◆ **Your goal**
Copy out the records precisely, omitting pictures.

================

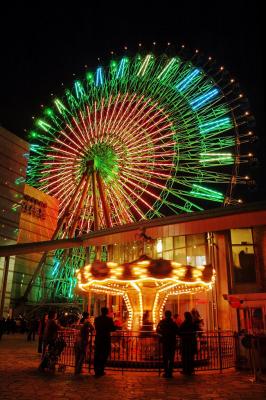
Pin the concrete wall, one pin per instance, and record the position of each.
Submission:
(13, 165)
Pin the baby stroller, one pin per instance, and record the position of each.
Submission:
(51, 356)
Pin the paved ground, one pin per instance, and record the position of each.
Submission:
(20, 380)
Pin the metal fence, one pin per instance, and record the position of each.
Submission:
(251, 354)
(143, 352)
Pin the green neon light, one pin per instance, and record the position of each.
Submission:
(60, 106)
(144, 65)
(206, 193)
(224, 158)
(79, 89)
(220, 124)
(167, 69)
(42, 124)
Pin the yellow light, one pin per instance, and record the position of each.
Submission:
(159, 246)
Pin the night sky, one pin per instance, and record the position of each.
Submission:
(45, 43)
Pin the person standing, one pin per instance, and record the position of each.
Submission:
(49, 339)
(177, 319)
(41, 328)
(81, 344)
(187, 332)
(104, 325)
(168, 329)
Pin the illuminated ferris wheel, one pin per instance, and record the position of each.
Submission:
(144, 137)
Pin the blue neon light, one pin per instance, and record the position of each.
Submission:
(187, 80)
(204, 98)
(99, 76)
(121, 68)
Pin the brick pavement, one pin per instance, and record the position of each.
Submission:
(19, 379)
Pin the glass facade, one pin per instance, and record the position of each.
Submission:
(243, 256)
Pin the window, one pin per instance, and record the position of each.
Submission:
(187, 250)
(243, 256)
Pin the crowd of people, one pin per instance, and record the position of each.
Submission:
(169, 328)
(51, 343)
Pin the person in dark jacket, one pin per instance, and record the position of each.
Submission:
(82, 342)
(187, 332)
(167, 329)
(41, 328)
(104, 325)
(50, 337)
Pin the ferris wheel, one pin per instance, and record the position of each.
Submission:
(143, 137)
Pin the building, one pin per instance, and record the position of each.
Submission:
(26, 215)
(232, 239)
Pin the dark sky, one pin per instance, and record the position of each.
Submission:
(43, 44)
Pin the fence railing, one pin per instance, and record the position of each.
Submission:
(143, 351)
(251, 354)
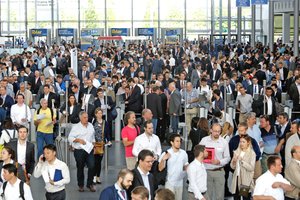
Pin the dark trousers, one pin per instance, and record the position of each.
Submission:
(98, 159)
(61, 195)
(236, 195)
(83, 158)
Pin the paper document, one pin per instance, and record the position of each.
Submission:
(41, 116)
(86, 98)
(49, 124)
(48, 174)
(88, 147)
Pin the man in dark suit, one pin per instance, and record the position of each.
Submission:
(277, 92)
(100, 103)
(133, 102)
(86, 107)
(230, 88)
(83, 73)
(260, 75)
(162, 124)
(7, 101)
(50, 96)
(24, 150)
(254, 88)
(215, 74)
(142, 173)
(270, 102)
(154, 104)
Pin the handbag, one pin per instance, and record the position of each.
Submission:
(99, 145)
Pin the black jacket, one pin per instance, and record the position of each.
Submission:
(29, 158)
(138, 181)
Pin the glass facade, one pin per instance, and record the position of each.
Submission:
(194, 17)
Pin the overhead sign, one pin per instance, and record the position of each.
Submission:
(38, 32)
(65, 32)
(145, 31)
(257, 2)
(118, 31)
(242, 3)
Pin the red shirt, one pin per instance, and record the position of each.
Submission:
(130, 134)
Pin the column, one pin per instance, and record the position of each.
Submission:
(286, 28)
(271, 24)
(229, 22)
(239, 29)
(253, 11)
(296, 28)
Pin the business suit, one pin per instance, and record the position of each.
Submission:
(29, 157)
(138, 181)
(8, 104)
(261, 75)
(80, 75)
(134, 100)
(217, 75)
(175, 108)
(93, 91)
(251, 89)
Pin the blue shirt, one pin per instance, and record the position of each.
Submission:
(270, 139)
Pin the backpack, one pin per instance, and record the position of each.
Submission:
(21, 189)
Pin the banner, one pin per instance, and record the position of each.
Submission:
(258, 2)
(65, 32)
(119, 32)
(242, 3)
(38, 32)
(145, 31)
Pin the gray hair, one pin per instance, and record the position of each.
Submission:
(249, 115)
(43, 99)
(81, 113)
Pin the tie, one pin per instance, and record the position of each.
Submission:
(123, 193)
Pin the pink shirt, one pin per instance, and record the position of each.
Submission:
(130, 134)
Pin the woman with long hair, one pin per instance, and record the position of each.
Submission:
(101, 135)
(8, 156)
(243, 163)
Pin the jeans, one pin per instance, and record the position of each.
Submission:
(82, 158)
(154, 125)
(41, 137)
(174, 125)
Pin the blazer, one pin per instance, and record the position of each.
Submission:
(250, 89)
(77, 110)
(110, 103)
(134, 100)
(110, 193)
(9, 101)
(29, 158)
(50, 97)
(175, 103)
(294, 95)
(292, 174)
(217, 75)
(93, 91)
(155, 105)
(138, 181)
(246, 172)
(87, 74)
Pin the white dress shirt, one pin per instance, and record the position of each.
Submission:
(197, 179)
(59, 165)
(176, 163)
(79, 131)
(264, 185)
(17, 113)
(221, 151)
(144, 142)
(12, 192)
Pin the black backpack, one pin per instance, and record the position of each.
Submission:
(21, 189)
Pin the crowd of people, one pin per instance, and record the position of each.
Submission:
(170, 79)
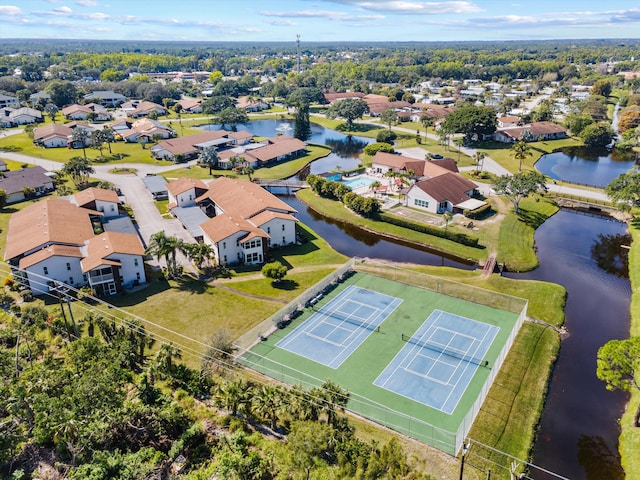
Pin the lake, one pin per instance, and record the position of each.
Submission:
(587, 166)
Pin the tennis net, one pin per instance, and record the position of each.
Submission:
(445, 351)
(349, 319)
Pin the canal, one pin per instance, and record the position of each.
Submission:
(578, 436)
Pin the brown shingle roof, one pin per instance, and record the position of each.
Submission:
(91, 194)
(450, 186)
(53, 250)
(223, 226)
(242, 199)
(53, 220)
(108, 243)
(184, 184)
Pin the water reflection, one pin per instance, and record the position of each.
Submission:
(587, 166)
(598, 460)
(609, 254)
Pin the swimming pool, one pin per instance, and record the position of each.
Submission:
(358, 182)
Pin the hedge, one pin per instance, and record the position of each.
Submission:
(478, 212)
(429, 230)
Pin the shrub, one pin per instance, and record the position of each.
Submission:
(481, 212)
(429, 230)
(374, 148)
(386, 136)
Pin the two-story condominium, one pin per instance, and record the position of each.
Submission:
(53, 241)
(247, 221)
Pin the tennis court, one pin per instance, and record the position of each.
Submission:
(438, 362)
(335, 330)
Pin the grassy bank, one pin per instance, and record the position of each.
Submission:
(630, 436)
(281, 170)
(336, 210)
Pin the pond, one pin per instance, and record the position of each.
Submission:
(345, 149)
(587, 166)
(578, 434)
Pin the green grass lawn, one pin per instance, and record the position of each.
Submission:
(501, 152)
(282, 170)
(515, 240)
(630, 435)
(336, 210)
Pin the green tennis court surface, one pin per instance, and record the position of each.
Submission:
(444, 359)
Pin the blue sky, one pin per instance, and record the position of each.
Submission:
(319, 20)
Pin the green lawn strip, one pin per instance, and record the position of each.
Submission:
(501, 152)
(630, 435)
(285, 169)
(512, 410)
(294, 284)
(193, 309)
(515, 240)
(336, 210)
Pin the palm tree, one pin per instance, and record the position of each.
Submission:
(446, 216)
(81, 135)
(248, 171)
(521, 151)
(459, 142)
(78, 169)
(160, 245)
(479, 158)
(268, 402)
(165, 356)
(233, 396)
(209, 156)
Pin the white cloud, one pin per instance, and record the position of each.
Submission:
(412, 7)
(10, 10)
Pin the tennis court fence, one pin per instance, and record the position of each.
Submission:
(294, 308)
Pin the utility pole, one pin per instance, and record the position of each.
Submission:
(298, 50)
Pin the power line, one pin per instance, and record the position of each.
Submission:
(305, 396)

================

◆ **Completed exercise**
Pin the concrete wall, one pin per instance, and record the position of each.
Submission:
(13, 165)
Pin the baby stroller, one pin per instance, and record the position of each.
Submission:
(51, 356)
Pin the paved ground, one pin per instance, and record the position of each.
Submission:
(20, 380)
Pin the metal fence, one pin per instance, and record the position of each.
Submission:
(251, 354)
(143, 352)
Pin the green neon light, one pin per instance, and record the position of each.
Submission:
(60, 106)
(144, 65)
(206, 193)
(224, 158)
(79, 89)
(220, 124)
(167, 69)
(42, 124)
Pin the yellow light, one pin per instance, and record the position of each.
Submission:
(159, 246)
Pin the night sky, one pin per instance, and record the position of each.
Submission:
(45, 43)
Pin the person standing, one pin per instance, and record the position of each.
Submission:
(49, 339)
(177, 319)
(41, 328)
(81, 344)
(187, 332)
(104, 325)
(168, 329)
Pin the illuminated ferris wheel, one pin per instance, and record the position of each.
Submission:
(144, 137)
Pin the blue neon light, one pin per instance, and record the position of each.
Submission:
(187, 80)
(204, 98)
(99, 76)
(121, 68)
Pin the brick pavement, one pin per instance, and record the position of each.
Submission:
(19, 379)
Pin the glass facade, one pin per instance, and record the position of each.
Submission:
(243, 256)
Pin the window, one pin per instance, and record the position of each.
Submission:
(187, 250)
(243, 256)
Pin the crowd of people, one pin per instance, and record the position of each.
Submission:
(169, 328)
(51, 343)
Pin the person in dark jacket, one pin per instance, and record the position of each.
Submission:
(82, 342)
(187, 332)
(167, 329)
(41, 328)
(104, 325)
(50, 337)
Pin the ferris wheel, one pin per instance, and record the position of each.
Submission:
(143, 137)
Pin the building, one pin per instance, and record the position of each.
Submission:
(26, 215)
(232, 239)
Pin the dark sky, one pin per instance, and record the position of each.
Submission:
(43, 44)
Pin the fence railing, one pin per instance, and record the position of each.
Submission:
(143, 351)
(251, 354)
Pin the dark trousers, one pin per instance, and record the position of each.
Submission:
(98, 159)
(61, 195)
(236, 195)
(83, 158)
Pin the paper document, one pin per instance, and record the position of each.
Submission:
(41, 116)
(86, 98)
(49, 124)
(48, 174)
(88, 147)
Pin the man in dark suit, one pin per instance, and record the position of each.
Submission:
(277, 92)
(100, 103)
(133, 102)
(86, 107)
(230, 88)
(83, 73)
(260, 75)
(162, 124)
(7, 101)
(50, 96)
(24, 150)
(254, 88)
(215, 74)
(142, 173)
(270, 102)
(154, 104)
Pin the handbag, one pin per instance, and record the position of each.
Submission:
(99, 145)
Pin the black jacket, one pin per instance, and record the position of each.
Submission:
(29, 158)
(138, 181)
Pin the glass facade, one pin per instance, and record the position of each.
Submission:
(194, 17)
Pin the overhead sign, one pin per instance, and record the position of each.
Submission:
(38, 32)
(65, 32)
(145, 31)
(257, 2)
(118, 31)
(242, 3)
Pin the red shirt, one pin per instance, and record the position of each.
Submission:
(130, 134)
Pin the column, one pin per instance, and record the position of each.
Submission:
(286, 28)
(271, 24)
(229, 22)
(239, 29)
(253, 11)
(296, 28)
Pin the business suit, one pin per instance, and record the position of each.
Submission:
(29, 157)
(138, 181)
(8, 104)
(261, 75)
(80, 75)
(134, 100)
(217, 75)
(175, 108)
(93, 91)
(251, 89)
Pin the blue shirt, one pin per instance, and record the position of each.
Submission:
(270, 139)
Pin the backpack, one pin per instance, and record the position of each.
Submission:
(21, 189)
Pin the banner, one pin per instance, and record the position of each.
Submission:
(258, 2)
(65, 32)
(119, 32)
(242, 3)
(38, 32)
(145, 31)
Pin the gray hair, one pin per instance, and record the position of each.
Submission:
(249, 115)
(43, 99)
(81, 113)
Pin the tie, one pin per instance, and record the position of each.
Submission:
(123, 193)
Pin the pink shirt, one pin per instance, and record the position of each.
Submission:
(130, 134)
Pin the woman with long hair, one pin per instance, and record the position of each.
Submission:
(101, 135)
(8, 156)
(243, 163)
Pin the jeans, one pin per instance, and record the position of each.
Submission:
(82, 158)
(154, 125)
(41, 137)
(174, 125)
Pin the blazer, one pin per instance, and record the position of each.
Submission:
(250, 89)
(77, 110)
(110, 103)
(134, 100)
(110, 193)
(9, 101)
(29, 158)
(50, 97)
(175, 103)
(294, 95)
(292, 174)
(217, 75)
(93, 91)
(155, 105)
(138, 181)
(246, 172)
(87, 74)
Pin the white dress shirt, one pin per instance, and record the position of each.
Submission:
(197, 179)
(59, 165)
(176, 163)
(79, 131)
(264, 185)
(17, 113)
(221, 151)
(144, 142)
(12, 192)
Pin the black backpack, one pin per instance, and record the position of each.
Submission:
(21, 189)
Pin the crowd of people, one pin per instance, and record the position of each.
Submission:
(170, 79)
Pin the lake, one pin per instance, and record the position of each.
Submission:
(587, 166)
Pin the tennis net, one pin per instance, and record the position of each.
Submission:
(445, 351)
(349, 319)
Pin the canal, one pin per instance, and record the position of each.
Submission:
(578, 436)
Pin the brown shingle roof, one pin per instance, and record the position of each.
Submission:
(91, 194)
(450, 186)
(53, 250)
(223, 226)
(242, 199)
(53, 220)
(108, 243)
(184, 184)
Pin the water reflection, one pin per instance, and record the position of each.
Submission:
(587, 166)
(598, 460)
(609, 254)
Pin the swimming pool, one pin per instance, and record the position of each.
Submission:
(358, 182)
Pin the hedge, one pin per instance, and record the position of each.
Submission:
(478, 212)
(429, 230)
Pin the shrub, one pin per instance, and record the position of each.
Submission:
(481, 212)
(429, 230)
(374, 148)
(386, 136)
Pin the two-story condominium, one pin per instance, and record the position of each.
Submission:
(53, 241)
(247, 221)
Pin the tennis court, one pin per instance, and record the position of each.
Submission:
(438, 362)
(335, 330)
Pin the grassy bank, one pin per instance, and record the position of each.
Submission:
(630, 436)
(281, 170)
(336, 210)
Pin the pond, one pin per instance, and record the position of each.
Submission:
(345, 149)
(587, 166)
(578, 434)
Pin the green grass lawn, one pin per instance, and record the position of each.
Submission:
(501, 152)
(282, 170)
(515, 240)
(630, 435)
(336, 210)
Pin the green tennis court surface, one pin per instance, and record the position of each.
Submission:
(444, 359)
Pin the blue sky, one pin per instance, and record the position of each.
Submission:
(319, 20)
Pin the green lawn strip, one pin per instance, and record the position of each.
Submission:
(501, 152)
(630, 435)
(285, 169)
(512, 410)
(294, 284)
(193, 309)
(515, 240)
(336, 210)
Pin the palm tree, one pin per instance, and record the position of each.
Submission:
(446, 216)
(81, 135)
(248, 171)
(521, 151)
(459, 142)
(78, 169)
(160, 245)
(479, 158)
(268, 402)
(165, 356)
(233, 396)
(209, 156)
Pin the white cloud, one pin per instance, and record the position of each.
Submission:
(412, 7)
(10, 10)
Pin the tennis court fence, one pin per instance, and record the position of each.
Submission:
(294, 308)
Pin the utility pole, one pin per instance, and record the position of each.
Submission:
(298, 50)
Pin the power line, one pin per instance, and record the position of each.
Submission:
(305, 396)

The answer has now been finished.